Start of Page extract

With the generous support of FITS, here's what happened last year:
- Raced Chuckanut 50k (and got epically lost on a training run)
- did the road racing thing and ended up 10th female overall at Vancouver marathon in 3:03
- Ran R2R2R Grand Canyon
- almost paced Barry in San Diego
- 3rd female (and first place thrower-upper) at the Mt Hood 50 miler
- Came 2nd overall female at Transrockies 6 day run
- had no blisters (even on my 6 day run)
- had warm feet even when running through snow / ice / freezing streams
- wore one pair of socks for 4 of the 6 days on the run and they still smelled pretty good

The 2014 season is currently starting hard in the pool - just this morning I passed a man doing breastroke in the fast lane!! While the only trails I will be running for the next month are from my car to the pool, I'm pretty excited for the rest of the year. I get into daily discussions with my non-ultra friend about why I would rather swim 3000m straight vs a "workout" of 3400m. He thinks doing one thing for a long time is boring and uncomfortable - things which running and audit have both given me a high tolerance for.

End of Page extract

= Aim 1 =
In the running recap, what place did the writer take at the Transrockies 6 day run?

Start of Dataset rows

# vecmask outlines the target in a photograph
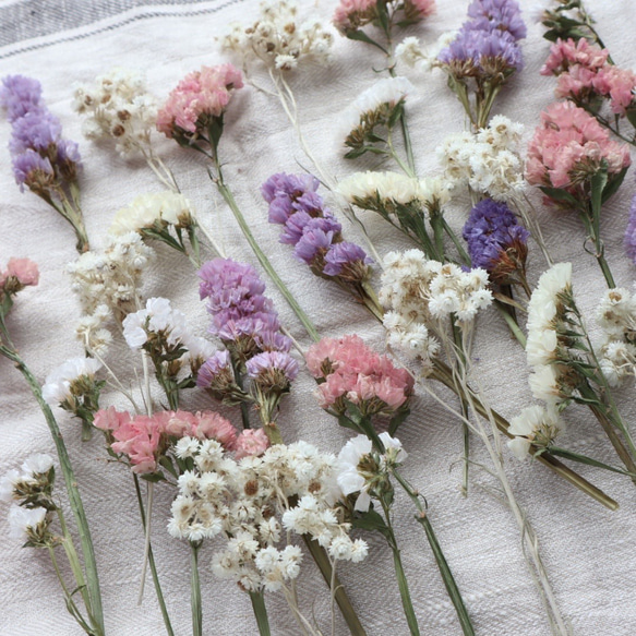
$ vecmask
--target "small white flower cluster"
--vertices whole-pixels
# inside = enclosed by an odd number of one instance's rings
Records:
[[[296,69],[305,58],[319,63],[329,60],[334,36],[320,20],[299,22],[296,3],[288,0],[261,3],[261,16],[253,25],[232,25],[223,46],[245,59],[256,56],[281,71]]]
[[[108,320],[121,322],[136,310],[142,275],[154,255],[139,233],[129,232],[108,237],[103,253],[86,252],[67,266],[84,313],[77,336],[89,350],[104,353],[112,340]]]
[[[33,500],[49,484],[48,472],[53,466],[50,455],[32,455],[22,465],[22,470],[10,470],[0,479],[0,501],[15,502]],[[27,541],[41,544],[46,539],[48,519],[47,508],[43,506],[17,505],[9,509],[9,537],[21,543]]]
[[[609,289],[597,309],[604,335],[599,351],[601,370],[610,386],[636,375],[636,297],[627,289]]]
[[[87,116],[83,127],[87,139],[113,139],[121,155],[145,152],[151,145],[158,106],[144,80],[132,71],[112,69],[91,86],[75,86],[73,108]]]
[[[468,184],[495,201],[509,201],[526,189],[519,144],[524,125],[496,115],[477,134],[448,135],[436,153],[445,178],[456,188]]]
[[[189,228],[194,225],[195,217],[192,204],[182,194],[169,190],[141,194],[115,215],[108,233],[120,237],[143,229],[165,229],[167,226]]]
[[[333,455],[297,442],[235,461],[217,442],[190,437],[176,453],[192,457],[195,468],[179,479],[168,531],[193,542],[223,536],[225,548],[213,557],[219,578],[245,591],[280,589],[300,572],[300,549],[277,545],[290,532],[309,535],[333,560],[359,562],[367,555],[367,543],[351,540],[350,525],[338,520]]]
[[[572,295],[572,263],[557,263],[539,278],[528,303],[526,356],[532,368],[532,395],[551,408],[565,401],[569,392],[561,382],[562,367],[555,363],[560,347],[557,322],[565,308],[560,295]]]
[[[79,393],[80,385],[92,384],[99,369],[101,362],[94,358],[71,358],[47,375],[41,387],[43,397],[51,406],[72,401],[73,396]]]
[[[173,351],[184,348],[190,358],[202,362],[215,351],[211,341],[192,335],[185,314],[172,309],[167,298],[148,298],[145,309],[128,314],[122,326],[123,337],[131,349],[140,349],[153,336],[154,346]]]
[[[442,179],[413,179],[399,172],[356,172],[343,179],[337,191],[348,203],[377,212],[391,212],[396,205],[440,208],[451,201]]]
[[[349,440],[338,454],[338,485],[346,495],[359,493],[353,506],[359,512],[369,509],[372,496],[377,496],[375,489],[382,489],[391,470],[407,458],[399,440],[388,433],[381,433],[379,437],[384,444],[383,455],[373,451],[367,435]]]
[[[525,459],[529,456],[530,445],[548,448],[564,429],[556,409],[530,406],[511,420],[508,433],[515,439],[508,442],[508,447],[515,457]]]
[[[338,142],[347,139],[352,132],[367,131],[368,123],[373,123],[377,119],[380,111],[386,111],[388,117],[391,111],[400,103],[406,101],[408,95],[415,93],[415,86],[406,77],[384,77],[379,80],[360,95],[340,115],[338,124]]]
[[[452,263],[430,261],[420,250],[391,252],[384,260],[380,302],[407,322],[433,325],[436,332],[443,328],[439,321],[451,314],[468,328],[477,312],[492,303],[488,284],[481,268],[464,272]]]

End of Dataset rows
Start of Dataset rows

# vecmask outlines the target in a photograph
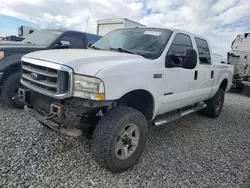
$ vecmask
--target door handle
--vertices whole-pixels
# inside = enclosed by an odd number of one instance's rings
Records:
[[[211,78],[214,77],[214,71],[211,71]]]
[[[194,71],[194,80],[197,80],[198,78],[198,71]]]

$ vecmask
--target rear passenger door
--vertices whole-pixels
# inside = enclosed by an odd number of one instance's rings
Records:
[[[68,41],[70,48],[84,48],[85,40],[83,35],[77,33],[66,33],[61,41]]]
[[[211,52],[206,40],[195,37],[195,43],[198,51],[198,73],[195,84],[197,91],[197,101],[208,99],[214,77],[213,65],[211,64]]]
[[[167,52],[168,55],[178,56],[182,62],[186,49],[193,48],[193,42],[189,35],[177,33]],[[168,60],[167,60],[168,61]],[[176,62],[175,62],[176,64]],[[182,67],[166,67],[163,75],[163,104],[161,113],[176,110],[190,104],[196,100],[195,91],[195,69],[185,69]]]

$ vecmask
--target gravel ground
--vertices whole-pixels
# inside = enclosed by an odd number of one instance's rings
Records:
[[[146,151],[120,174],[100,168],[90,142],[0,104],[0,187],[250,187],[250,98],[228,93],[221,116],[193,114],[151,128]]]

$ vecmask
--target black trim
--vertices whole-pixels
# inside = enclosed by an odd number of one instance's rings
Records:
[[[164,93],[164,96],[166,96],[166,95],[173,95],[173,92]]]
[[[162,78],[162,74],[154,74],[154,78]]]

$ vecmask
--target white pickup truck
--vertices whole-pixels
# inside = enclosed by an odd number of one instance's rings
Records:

End of Dataset rows
Start of Dataset rows

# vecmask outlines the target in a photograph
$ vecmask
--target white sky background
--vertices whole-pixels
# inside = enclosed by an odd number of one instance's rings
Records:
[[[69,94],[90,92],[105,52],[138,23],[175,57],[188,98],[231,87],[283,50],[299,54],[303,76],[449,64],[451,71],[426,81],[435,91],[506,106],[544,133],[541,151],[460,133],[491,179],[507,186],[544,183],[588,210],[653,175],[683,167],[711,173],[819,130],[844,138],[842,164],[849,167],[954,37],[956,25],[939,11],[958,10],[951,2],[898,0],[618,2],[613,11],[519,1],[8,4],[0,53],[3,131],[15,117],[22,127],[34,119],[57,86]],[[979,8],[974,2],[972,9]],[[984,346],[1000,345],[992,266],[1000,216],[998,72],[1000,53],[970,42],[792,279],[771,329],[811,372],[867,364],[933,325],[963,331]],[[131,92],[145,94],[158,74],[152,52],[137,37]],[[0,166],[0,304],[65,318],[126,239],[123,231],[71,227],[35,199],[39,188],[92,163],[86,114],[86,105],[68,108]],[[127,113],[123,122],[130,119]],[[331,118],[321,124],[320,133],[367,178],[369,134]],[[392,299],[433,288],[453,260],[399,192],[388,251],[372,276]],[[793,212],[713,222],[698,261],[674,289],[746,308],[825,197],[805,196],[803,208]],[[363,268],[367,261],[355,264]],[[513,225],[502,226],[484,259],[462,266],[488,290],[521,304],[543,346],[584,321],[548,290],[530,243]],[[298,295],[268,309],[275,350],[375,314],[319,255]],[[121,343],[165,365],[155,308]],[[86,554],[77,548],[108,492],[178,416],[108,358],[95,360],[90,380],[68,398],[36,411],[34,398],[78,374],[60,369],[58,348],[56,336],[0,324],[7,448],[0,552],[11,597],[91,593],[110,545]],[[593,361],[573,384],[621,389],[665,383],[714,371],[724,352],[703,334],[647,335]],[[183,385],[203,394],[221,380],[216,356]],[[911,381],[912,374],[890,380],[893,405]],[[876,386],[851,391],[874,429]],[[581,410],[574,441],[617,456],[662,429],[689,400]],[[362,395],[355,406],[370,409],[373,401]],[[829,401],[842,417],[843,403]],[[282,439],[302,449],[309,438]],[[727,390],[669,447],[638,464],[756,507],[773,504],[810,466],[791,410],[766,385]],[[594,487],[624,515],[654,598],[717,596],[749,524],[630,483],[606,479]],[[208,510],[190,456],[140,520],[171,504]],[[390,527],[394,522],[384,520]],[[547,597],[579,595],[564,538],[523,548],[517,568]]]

End of Dataset rows

= Aim 2 =
Count how many lines of the entries contain the string "door". Case counts. Reply with the number only.

= Worked solution 1 =
2nd overall female

= Worked solution 2 =
2